Reading text:
━━━━━━━━━━

Similarly, in the very large gas carrier (VLGC) segment, Dorian LPG (NYSE: LPG) saw its time charter equivalent (TCE) rate, a key industry metric for vessel earnings, climb more than 80% YOY to $63,615 per available day.
This drove a 102% revenue increase and adjusted EPS of $1.89, comfortably beating estimates.
These figures are not anomalies; they are direct financial readouts of the new economics of maritime shipping in a capacity-constrained world.
Securing Long-Term Yield From Short-Term Crisis
In this environment, strategic fleet management becomes paramount. Companies are deploying distinct strategies to convert market chaos into both immediate and long-term value. CMB.TECH's management has leveraged the red-hot tanker market not only by capturing historically high spot rates but also by strategically selling older vessels at above-average prices.
This dual approach maximizes returns from the current environment. Critically, CMB.TECH is also converting near-term strength into long-term stability by expanding its contract backlog to a hefty $3.26 billion through new, lucrative 10-year Suezmax time charters. This establishes a solid cash flow floor that will persist even if spot rates eventually normalize. CMB's modern, super-eco fleet also provides a competitive edge, allowing it to command premium pricing and absorb the 50% spike in heavy fuel oil prices, demonstrating significant operational efficiency.

━━━━━━━━━━

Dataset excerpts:

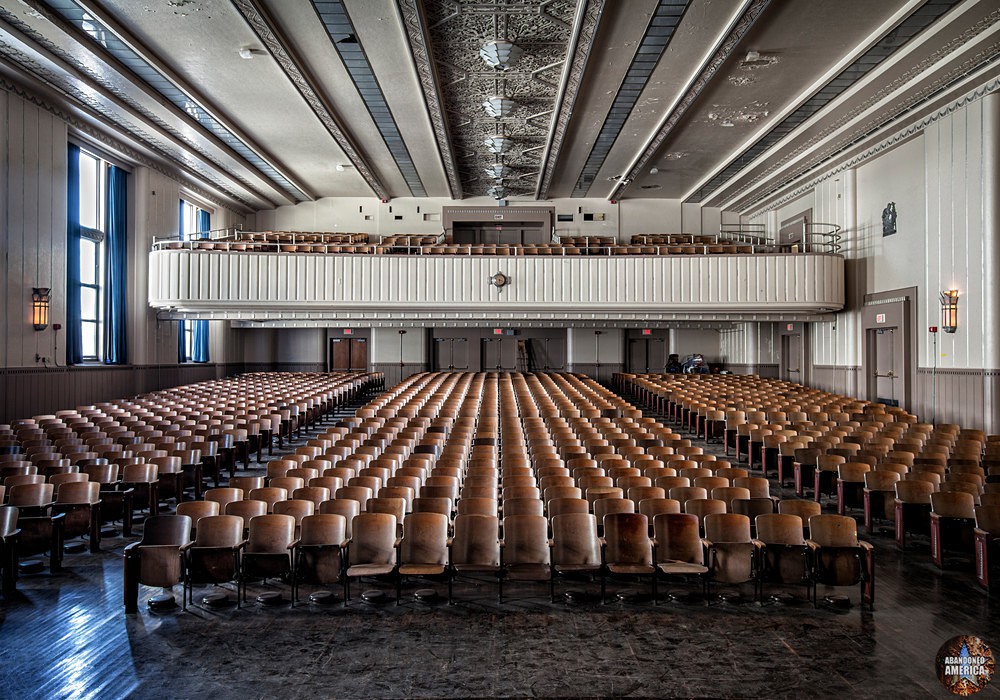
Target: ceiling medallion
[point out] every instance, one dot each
(500, 54)
(498, 170)
(498, 144)
(499, 107)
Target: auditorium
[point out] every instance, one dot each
(499, 348)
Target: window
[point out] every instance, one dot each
(192, 340)
(97, 229)
(92, 223)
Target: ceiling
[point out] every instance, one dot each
(264, 103)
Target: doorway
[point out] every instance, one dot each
(793, 363)
(887, 363)
(498, 353)
(647, 354)
(348, 354)
(451, 353)
(888, 320)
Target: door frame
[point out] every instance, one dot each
(805, 356)
(896, 309)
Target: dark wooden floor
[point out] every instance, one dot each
(66, 636)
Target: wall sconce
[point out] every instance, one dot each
(40, 308)
(949, 311)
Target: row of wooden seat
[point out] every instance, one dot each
(319, 550)
(242, 245)
(861, 453)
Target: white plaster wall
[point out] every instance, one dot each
(385, 345)
(369, 215)
(583, 346)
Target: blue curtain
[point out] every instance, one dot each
(181, 345)
(199, 333)
(116, 258)
(74, 323)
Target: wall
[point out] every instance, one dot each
(942, 175)
(368, 215)
(33, 156)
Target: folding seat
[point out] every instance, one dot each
(685, 493)
(561, 506)
(423, 549)
(952, 520)
(475, 549)
(347, 508)
(732, 555)
(269, 550)
(677, 546)
(839, 558)
(197, 510)
(214, 556)
(628, 550)
(785, 556)
(156, 560)
(298, 508)
(525, 553)
(987, 534)
(269, 494)
(9, 534)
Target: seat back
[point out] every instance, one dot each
(323, 529)
(475, 542)
(198, 510)
(30, 495)
(833, 531)
(219, 531)
(526, 539)
(800, 507)
(564, 506)
(271, 534)
(777, 528)
(346, 507)
(953, 504)
(224, 496)
(79, 492)
(727, 527)
(425, 539)
(627, 538)
(246, 509)
(298, 508)
(575, 541)
(678, 538)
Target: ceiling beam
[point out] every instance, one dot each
(415, 22)
(730, 38)
(588, 17)
(278, 45)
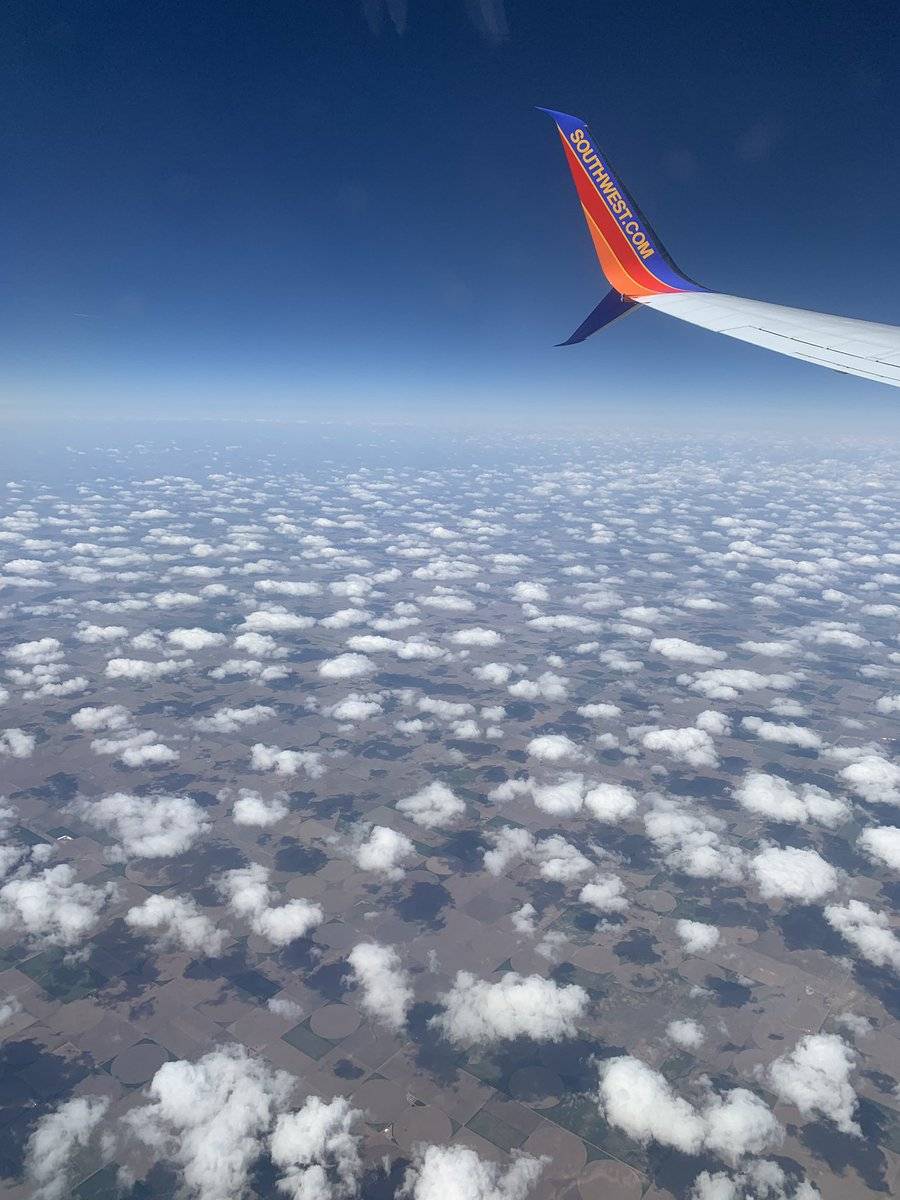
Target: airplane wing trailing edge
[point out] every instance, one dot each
(641, 273)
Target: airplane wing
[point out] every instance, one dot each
(642, 273)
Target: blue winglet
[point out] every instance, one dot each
(610, 309)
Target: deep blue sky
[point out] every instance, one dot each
(273, 208)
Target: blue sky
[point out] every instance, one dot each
(291, 210)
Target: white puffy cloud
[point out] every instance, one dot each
(457, 1173)
(786, 735)
(529, 593)
(107, 717)
(779, 801)
(55, 1140)
(610, 803)
(606, 893)
(882, 845)
(385, 989)
(195, 639)
(553, 856)
(381, 850)
(96, 635)
(875, 779)
(355, 707)
(318, 1151)
(815, 1078)
(432, 807)
(640, 1101)
(690, 745)
(685, 1033)
(479, 1012)
(250, 897)
(562, 798)
(475, 635)
(16, 744)
(286, 762)
(147, 826)
(761, 1180)
(868, 930)
(229, 720)
(793, 874)
(211, 1117)
(252, 809)
(676, 649)
(693, 844)
(9, 1008)
(141, 671)
(178, 923)
(696, 936)
(347, 666)
(553, 748)
(727, 683)
(52, 907)
(713, 723)
(275, 619)
(594, 712)
(45, 649)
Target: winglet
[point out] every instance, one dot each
(631, 256)
(610, 309)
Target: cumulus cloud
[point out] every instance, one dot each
(355, 707)
(385, 989)
(178, 923)
(685, 1033)
(793, 874)
(606, 893)
(610, 803)
(882, 845)
(727, 683)
(141, 671)
(552, 748)
(774, 798)
(252, 809)
(868, 930)
(286, 762)
(690, 745)
(432, 807)
(195, 639)
(249, 895)
(696, 936)
(145, 826)
(815, 1078)
(761, 1180)
(45, 649)
(275, 619)
(479, 1012)
(53, 907)
(317, 1150)
(693, 844)
(55, 1140)
(347, 666)
(475, 635)
(676, 649)
(107, 717)
(457, 1173)
(381, 850)
(713, 723)
(787, 735)
(875, 779)
(640, 1101)
(229, 720)
(16, 744)
(553, 856)
(210, 1117)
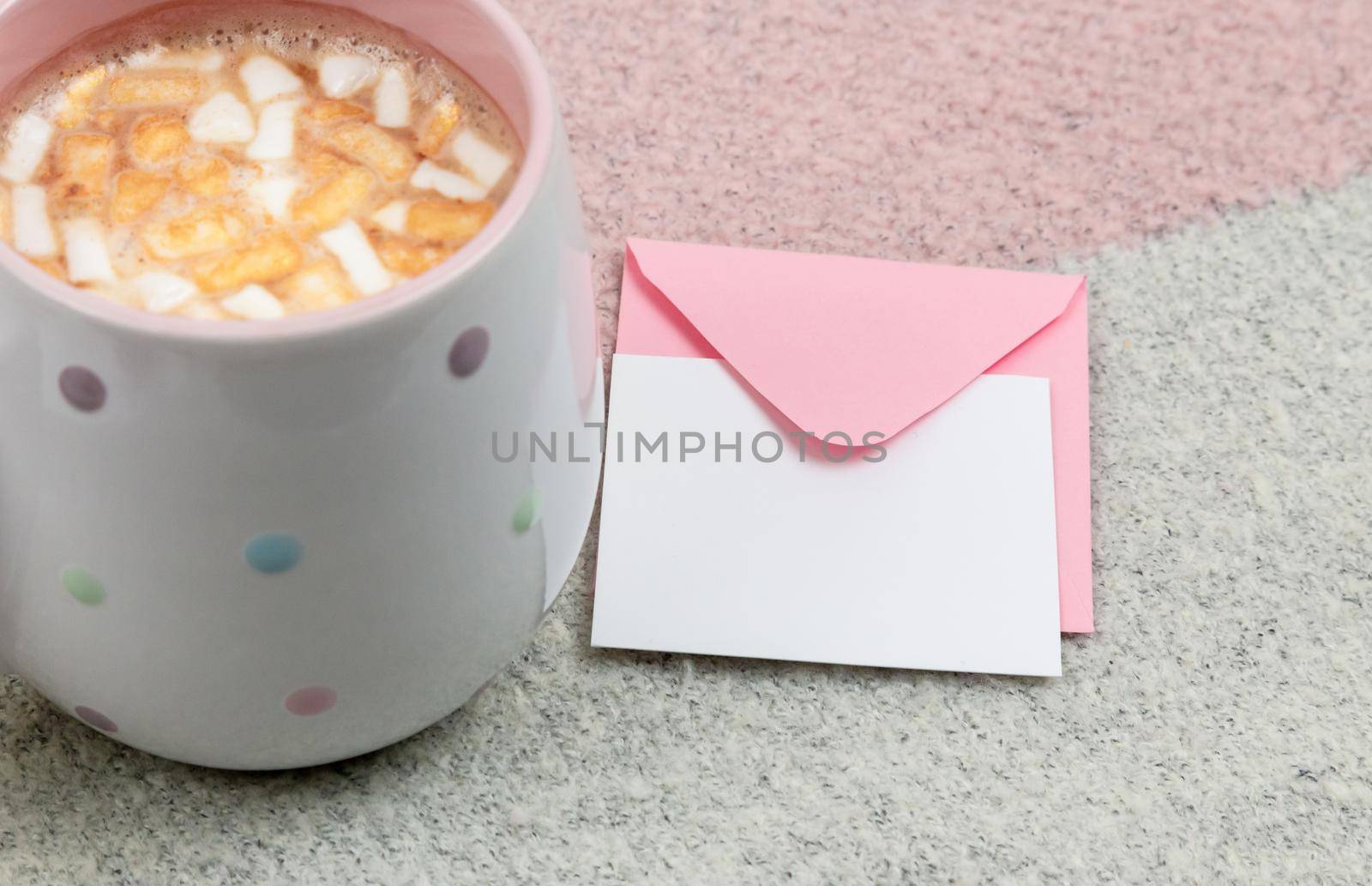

━━━━━━━━━━

Work instruction 1:
According to the shipping article, how large did CMB.TECH's contract backlog grow?
Work instruction 2:
Write out the part of the shipping article that starts at the words "This dual approach" and ends after "significant operational efficiency.".
Work instruction 3:
Please list every percentage figure given in the shipping article.

Answer 1:
$3.26 billion

Answer 2:
This dual approach maximizes returns from the current environment. Critically, CMB.TECH is also converting near-term strength into long-term stability by expanding its contract backlog to a hefty $3.26 billion through new, lucrative 10-year Suezmax time charters. This establishes a solid cash flow floor that will persist even if spot rates eventually normalize. CMB's modern, super-eco fleet also provides a competitive edge, allowing it to command premium pricing and absorb the 50% spike in heavy fuel oil prices, demonstrating significant operational efficiency.

Answer 3:
- More than 80%
- 102%
- 50%